**TAREAS DEL EJERCICIO**
a. Responde con base en el fragmento de abajo:
(i) ¿En qué red social apareció el comentario sobre la autopublicación?
(ii) ¿Para quiénes era la autopublicación, según ese comentario?
(iii) ¿De qué herramienta se han servido los pintores para dar a conocer sus carpetas?
b. Enumera todas las plataformas o servicios digitales que se nombran en el fragmento.
c. Por favor, reescribe de forma más breve el párrafo del fragmento que empieza con "Hace no mucho leí en Twitter" y conserva sus datos principales.

**FRAGMENTO**
■ ■ ■ ■ ■ ■ ■

Nota al pie de página sobre el proceso de autopublicación

Hace no mucho leí en Twitter – ahora X – un comentario que decía algo así como que la autopublicación era “para perdedores”. Y sí, sé que nunca deberíamos tomarnos en serio un comentario en esa red social, ya que, buena parte de sus usuarios utilizan ese medio para tirar odio injustificado contra cualquier tema que se les antoje, pero también sé que un comentario en redes sociales significa una idea probablemente generalizada en varios sectores de la sociedad, por lo que no quise dejar de escribir algo al respecto.

Lo primero que me gustaría preguntarle a la persona de ese comentario es: vale, la autopublicación es para perdedores y sólo una publicación en términos tradicionales cuenta. ¿Cuántos libros publicados o autopublicados tienes hasta el momento? Sé que la pregunta es retórica, porque no se necesita haber publicado para criticar al mundo editorial, igual que no se necesita ser jugador de futbol para criticar el pésimo desempeño de la selección nacional, pero lo que sí dejaría ver esa pregunta retórica es que aquella persona lanza un comentario gratuito sin fundamento alguno, escondida en el anonimato de las redes sociales (como siempre, estoy seguro que, de frente y no detrás de un monitor, esa persona no podría sostener su palabra). Mi visión sobre el asunto es muy benjaminiana, quiero decir – y no es el lugar para resumir la filosofía del buen Benjamin – que la técnica no es mala ni buena por sí sola, sino que depende de la utilización que se le dé; en este sentido, podemos servirnos de las herramientas tecnológicas de hoy en día para darle “rienda suelta” a procesos creativos y simbólicos, y, en consecuencia, abandonar la posición pasiva de espectadores con la que los regímenes totalitarios tanto gozan. ¿Quién podría llamarle “perdedores” a todos aquellos artistas que, hoy por hoy, desde la comodidad de sus casas, se han hecho de los equipos mínimos suficientes para grabar sus piezas musicales y subirlas a YouTube o a Spotify prescindiendo de un contrato con una gran disquera para promocionarse? ¿Quién podría llamarle “perdedores” a los pintores que se han servido de WordPress para dar a conocer sus carpetas? ¿No hay incluso algo de revolucionario en hacernos con los medios de producción simbólica y darles la vuelta a las industrias culturales del mundo de las editoriales y disqueras? La persona que, detrás de su monitor, se sintió muy valiente para comentar que la autopublicación es para “perdedores” ni siquiera se dio cuenta de su actitud burguesa, contrarrevolucionaria y conservadora.

■ ■ ■ ■ ■ ■ ■

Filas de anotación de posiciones
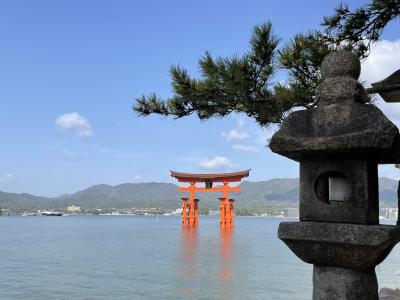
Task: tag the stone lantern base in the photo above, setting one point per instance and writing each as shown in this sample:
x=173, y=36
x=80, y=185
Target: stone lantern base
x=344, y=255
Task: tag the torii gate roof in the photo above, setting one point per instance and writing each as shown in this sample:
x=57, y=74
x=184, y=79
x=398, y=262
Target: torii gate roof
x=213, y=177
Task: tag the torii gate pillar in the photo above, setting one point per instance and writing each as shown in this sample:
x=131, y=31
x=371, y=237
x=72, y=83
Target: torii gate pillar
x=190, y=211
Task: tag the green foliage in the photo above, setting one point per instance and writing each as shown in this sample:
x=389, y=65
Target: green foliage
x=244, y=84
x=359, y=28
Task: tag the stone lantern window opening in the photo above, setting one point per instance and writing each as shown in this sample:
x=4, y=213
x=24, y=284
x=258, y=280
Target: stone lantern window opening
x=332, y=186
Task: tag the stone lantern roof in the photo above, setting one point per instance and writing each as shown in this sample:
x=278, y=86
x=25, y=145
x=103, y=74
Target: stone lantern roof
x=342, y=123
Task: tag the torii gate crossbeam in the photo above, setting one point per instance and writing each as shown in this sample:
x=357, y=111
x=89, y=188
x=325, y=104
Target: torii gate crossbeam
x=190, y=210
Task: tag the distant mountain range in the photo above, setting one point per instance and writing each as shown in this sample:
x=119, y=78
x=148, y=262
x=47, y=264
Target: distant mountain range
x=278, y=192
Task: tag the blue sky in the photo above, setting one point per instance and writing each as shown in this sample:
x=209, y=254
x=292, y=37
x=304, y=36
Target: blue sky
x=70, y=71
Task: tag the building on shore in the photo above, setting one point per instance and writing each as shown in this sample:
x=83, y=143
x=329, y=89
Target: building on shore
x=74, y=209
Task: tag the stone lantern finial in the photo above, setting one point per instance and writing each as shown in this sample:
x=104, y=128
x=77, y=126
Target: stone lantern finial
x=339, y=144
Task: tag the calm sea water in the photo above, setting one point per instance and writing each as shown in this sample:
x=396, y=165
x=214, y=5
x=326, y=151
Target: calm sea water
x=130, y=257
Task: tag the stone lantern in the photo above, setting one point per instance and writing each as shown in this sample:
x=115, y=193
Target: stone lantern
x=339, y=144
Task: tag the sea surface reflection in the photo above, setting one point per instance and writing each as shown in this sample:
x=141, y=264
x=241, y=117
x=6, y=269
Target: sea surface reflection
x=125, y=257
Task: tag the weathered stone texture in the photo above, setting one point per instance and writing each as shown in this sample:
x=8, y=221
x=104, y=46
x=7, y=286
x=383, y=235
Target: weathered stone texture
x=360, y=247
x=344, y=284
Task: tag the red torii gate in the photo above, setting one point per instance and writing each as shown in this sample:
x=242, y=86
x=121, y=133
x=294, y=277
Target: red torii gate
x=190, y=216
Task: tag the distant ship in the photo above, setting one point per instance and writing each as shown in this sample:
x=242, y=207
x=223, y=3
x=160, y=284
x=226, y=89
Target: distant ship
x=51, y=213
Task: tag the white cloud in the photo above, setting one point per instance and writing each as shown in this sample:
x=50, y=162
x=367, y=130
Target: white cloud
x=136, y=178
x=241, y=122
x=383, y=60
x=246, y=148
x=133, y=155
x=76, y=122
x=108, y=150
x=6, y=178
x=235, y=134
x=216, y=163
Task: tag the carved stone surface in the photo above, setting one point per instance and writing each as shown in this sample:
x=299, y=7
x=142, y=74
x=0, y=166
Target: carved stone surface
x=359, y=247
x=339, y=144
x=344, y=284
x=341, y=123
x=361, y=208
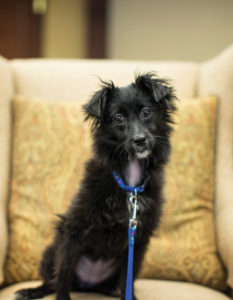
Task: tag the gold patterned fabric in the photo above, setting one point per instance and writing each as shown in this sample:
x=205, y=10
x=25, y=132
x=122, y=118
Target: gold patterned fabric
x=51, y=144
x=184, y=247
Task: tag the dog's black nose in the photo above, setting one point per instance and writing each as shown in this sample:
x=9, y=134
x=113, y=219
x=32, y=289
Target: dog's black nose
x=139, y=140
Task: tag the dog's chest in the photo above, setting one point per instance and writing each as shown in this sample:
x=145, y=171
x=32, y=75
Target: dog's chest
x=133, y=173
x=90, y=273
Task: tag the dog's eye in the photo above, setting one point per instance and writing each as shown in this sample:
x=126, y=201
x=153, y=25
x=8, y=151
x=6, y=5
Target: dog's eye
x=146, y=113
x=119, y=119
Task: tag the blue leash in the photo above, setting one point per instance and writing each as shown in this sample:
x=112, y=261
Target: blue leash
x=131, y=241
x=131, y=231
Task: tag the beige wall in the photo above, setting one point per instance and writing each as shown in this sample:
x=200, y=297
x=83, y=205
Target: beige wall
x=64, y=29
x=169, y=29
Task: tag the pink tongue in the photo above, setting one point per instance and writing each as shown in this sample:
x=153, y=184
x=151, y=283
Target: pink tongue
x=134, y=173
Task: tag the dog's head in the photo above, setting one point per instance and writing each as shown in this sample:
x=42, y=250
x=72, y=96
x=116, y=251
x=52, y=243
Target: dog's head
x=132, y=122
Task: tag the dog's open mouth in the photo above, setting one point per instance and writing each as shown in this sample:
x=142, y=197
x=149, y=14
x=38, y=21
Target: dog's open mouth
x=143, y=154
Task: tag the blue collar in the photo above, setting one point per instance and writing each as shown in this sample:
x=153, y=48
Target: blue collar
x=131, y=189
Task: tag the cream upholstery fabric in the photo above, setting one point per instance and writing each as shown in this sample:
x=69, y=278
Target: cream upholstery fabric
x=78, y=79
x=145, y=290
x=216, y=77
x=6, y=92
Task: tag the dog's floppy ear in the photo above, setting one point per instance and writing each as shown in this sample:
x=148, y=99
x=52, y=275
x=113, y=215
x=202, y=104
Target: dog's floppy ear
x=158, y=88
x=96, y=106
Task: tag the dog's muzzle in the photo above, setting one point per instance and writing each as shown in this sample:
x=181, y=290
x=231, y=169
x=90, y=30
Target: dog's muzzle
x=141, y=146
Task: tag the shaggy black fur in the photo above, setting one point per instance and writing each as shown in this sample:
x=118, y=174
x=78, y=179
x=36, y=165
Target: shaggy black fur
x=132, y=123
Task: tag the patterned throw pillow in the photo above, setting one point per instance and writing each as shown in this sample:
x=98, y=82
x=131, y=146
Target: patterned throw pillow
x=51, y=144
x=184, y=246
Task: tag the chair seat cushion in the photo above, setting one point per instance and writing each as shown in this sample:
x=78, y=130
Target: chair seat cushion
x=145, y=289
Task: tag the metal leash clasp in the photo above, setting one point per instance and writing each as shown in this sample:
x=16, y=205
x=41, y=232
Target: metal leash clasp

■ ■ ■ ■ ■ ■ ■

**SOLUCIONES**
a.
(i) En Twitter, ahora X.
(ii) Para perdedores.
(iii) De WordPress.

b. Twitter (ahora X), YouTube, Spotify, WordPress

c. Hace poco leí en Twitter (ahora X) un comentario según el cual la autopublicación era "para perdedores". No conviene tomar en serio lo que se dice en esa red, donde muchos usuarios lanzan odio injustificado. Aun así, un comentario así suele reflejar una idea extendida en varios sectores de la sociedad, y por eso quise escribir al respecto.